*Extrait du texte*:
++++++++++++++++++++

LA "COUNTRY MUSIC" DANS TOUS SES ETATS

ALBERT LEE au New-Morning, 6 Mars 2018


Photos de Fred Hamelin.

Texte de Olivier Aubry.

Quelquefois, dans l’existence, nous sommes confrontés à des choix. Ainsi, quand j’ai appris par hasard la venue d’Albert Lee à Paris, j’ai ressenti tout d’abord une grande amertume. Pour une fois qu’un événement musical de qualité avait lieu en France, j’étais à trois cents bornes de là. Mon dernier concert de « country music », c’était le vieux Johnny Cash en 1989. Et la dernière fois que j’étais monté dans la capitale (je ne suis plus Parisien depuis quelques années), c’était en 2015 pour Lynyrd Skynyrd. Autant dire que les six cent bornes aller-retour, les frais et la fatigue qui en résultent, tous ces inconvénients ne m’emballaient pas vraiment. Pourtant, quelque chose m’interpellait et tournait sans cesse dans ma tête : serai-je un vrai « country man » ou bien un naze ?

++++++++++++++++++++

*Lignes affichées*:
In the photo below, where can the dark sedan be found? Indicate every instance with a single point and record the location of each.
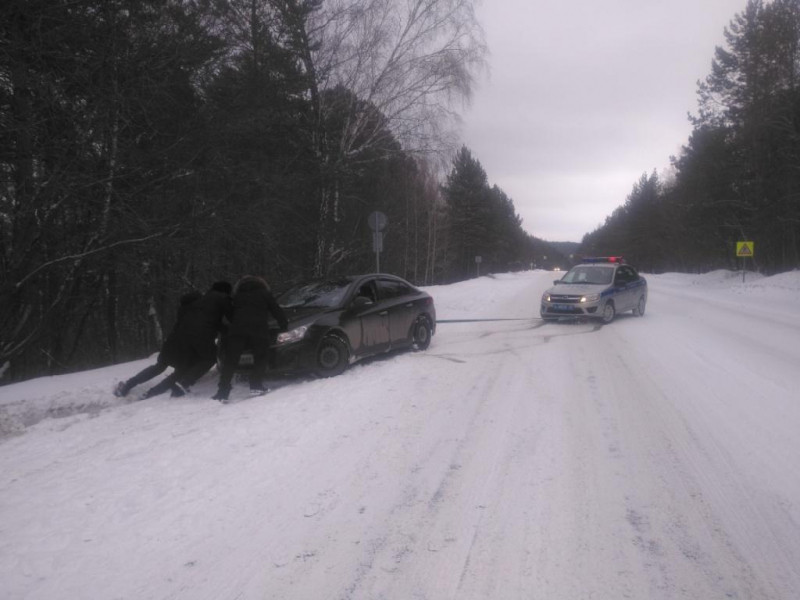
(335, 322)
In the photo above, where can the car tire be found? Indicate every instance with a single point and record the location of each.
(640, 306)
(609, 312)
(332, 357)
(421, 333)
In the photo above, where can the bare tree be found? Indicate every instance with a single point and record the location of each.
(405, 64)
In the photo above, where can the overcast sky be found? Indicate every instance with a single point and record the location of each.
(584, 97)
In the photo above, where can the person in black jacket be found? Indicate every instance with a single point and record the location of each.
(166, 357)
(190, 347)
(253, 304)
(195, 340)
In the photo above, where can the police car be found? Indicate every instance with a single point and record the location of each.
(598, 288)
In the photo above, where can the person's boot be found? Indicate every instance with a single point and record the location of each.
(222, 395)
(178, 390)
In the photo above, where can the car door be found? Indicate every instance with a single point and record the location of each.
(373, 317)
(398, 297)
(623, 283)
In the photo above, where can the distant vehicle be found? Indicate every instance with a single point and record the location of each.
(335, 322)
(597, 288)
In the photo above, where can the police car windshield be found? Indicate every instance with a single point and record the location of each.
(595, 275)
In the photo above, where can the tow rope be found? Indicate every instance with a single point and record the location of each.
(483, 320)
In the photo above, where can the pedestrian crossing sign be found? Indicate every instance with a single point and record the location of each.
(744, 249)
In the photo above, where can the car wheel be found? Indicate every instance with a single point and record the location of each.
(639, 310)
(609, 312)
(332, 357)
(421, 333)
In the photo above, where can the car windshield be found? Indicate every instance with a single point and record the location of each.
(318, 294)
(590, 275)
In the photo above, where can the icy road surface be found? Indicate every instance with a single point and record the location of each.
(655, 457)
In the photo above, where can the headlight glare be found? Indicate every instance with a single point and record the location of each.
(293, 335)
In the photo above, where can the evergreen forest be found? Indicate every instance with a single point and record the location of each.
(738, 176)
(150, 147)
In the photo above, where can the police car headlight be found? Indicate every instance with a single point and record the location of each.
(295, 335)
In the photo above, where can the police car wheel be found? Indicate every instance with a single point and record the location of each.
(639, 310)
(609, 312)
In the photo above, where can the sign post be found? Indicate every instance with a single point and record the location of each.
(744, 250)
(377, 222)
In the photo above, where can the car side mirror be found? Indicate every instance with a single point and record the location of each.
(361, 301)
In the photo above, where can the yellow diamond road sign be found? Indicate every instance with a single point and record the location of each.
(744, 248)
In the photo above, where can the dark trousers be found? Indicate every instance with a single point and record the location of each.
(148, 373)
(235, 345)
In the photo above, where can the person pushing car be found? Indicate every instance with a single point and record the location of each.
(253, 303)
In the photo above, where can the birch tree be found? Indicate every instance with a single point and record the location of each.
(405, 65)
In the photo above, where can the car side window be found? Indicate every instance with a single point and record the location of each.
(626, 275)
(388, 288)
(367, 290)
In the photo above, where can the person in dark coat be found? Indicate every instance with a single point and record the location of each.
(253, 304)
(194, 348)
(167, 354)
(190, 347)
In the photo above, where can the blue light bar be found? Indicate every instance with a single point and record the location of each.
(595, 259)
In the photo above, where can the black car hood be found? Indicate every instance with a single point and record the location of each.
(303, 315)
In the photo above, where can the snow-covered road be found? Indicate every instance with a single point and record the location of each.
(654, 457)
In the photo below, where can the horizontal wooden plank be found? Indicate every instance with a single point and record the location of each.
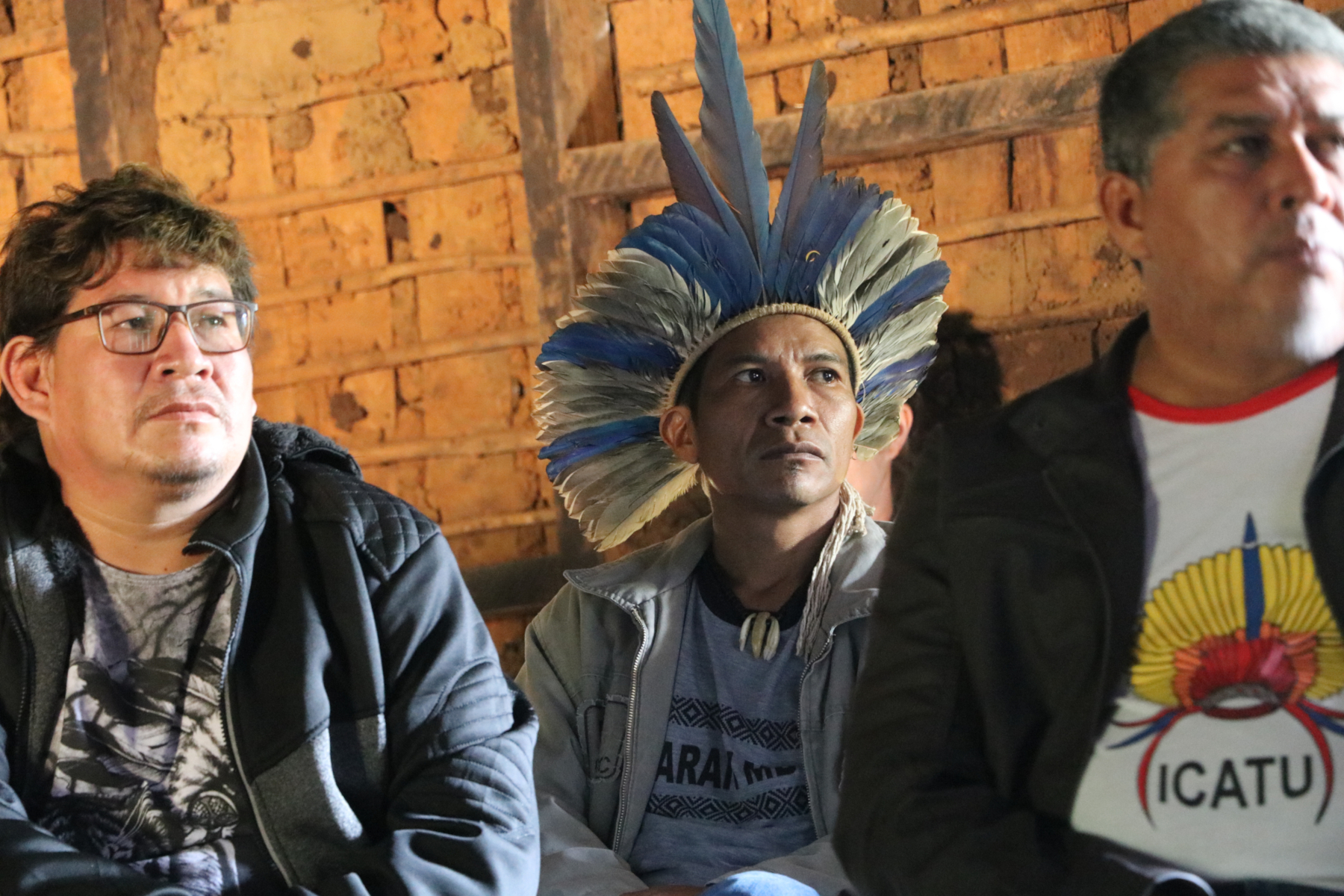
(40, 143)
(505, 442)
(499, 521)
(371, 188)
(272, 379)
(905, 124)
(379, 277)
(33, 43)
(939, 26)
(1014, 222)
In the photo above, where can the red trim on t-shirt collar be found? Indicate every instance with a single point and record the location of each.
(1145, 403)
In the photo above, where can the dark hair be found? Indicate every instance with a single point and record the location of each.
(1137, 107)
(139, 217)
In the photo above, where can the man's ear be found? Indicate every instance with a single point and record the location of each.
(1121, 200)
(25, 374)
(678, 430)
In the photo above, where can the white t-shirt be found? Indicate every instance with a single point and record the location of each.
(1222, 754)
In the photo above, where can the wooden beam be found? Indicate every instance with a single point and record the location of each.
(351, 364)
(114, 50)
(505, 442)
(33, 43)
(1014, 222)
(939, 26)
(379, 277)
(373, 188)
(905, 124)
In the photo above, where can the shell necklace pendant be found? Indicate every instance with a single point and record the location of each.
(762, 632)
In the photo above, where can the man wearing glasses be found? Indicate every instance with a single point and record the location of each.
(226, 664)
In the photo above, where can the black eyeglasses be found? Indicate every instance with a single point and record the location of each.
(125, 327)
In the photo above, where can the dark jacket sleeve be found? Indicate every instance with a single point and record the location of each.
(461, 808)
(927, 805)
(33, 862)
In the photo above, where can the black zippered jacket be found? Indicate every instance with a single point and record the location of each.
(1004, 629)
(381, 746)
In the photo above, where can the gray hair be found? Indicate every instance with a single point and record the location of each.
(1137, 107)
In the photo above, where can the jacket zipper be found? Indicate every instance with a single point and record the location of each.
(228, 723)
(629, 731)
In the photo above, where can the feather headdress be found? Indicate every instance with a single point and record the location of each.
(838, 250)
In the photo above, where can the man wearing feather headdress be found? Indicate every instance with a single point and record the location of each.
(1110, 648)
(692, 695)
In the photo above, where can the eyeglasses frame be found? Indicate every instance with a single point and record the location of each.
(93, 311)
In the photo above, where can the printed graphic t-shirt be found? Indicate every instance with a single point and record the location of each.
(141, 771)
(1221, 756)
(730, 788)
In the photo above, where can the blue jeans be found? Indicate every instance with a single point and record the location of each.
(759, 883)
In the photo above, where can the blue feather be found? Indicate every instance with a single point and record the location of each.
(690, 180)
(726, 121)
(804, 172)
(898, 374)
(585, 344)
(915, 287)
(589, 442)
(833, 210)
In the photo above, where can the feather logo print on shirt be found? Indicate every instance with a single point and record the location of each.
(1238, 635)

++++++++++++++++++++

*Consigne*:
Retapez le passage du récit sur le concert d'Albert Lee qui commence par « Quelquefois, dans l’existence, nous » et se poursuit jusqu'à « bien un naze ? ».

*Tâche accomplie*:
Quelquefois, dans l’existence, nous sommes confrontés à des choix. Ainsi, quand j’ai appris par hasard la venue d’Albert Lee à Paris, j’ai ressenti tout d’abord une grande amertume. Pour une fois qu’un événement musical de qualité avait lieu en France, j’étais à trois cents bornes de là. Mon dernier concert de « country music », c’était le vieux Johnny Cash en 1989. Et la dernière fois que j’étais monté dans la capitale (je ne suis plus Parisien depuis quelques années), c’était en 2015 pour Lynyrd Skynyrd. Autant dire que les six cent bornes aller-retour, les frais et la fatigue qui en résultent, tous ces inconvénients ne m’emballaient pas vraiment. Pourtant, quelque chose m’interpellait et tournait sans cesse dans ma tête : serai-je un vrai « country man » ou bien un naze ?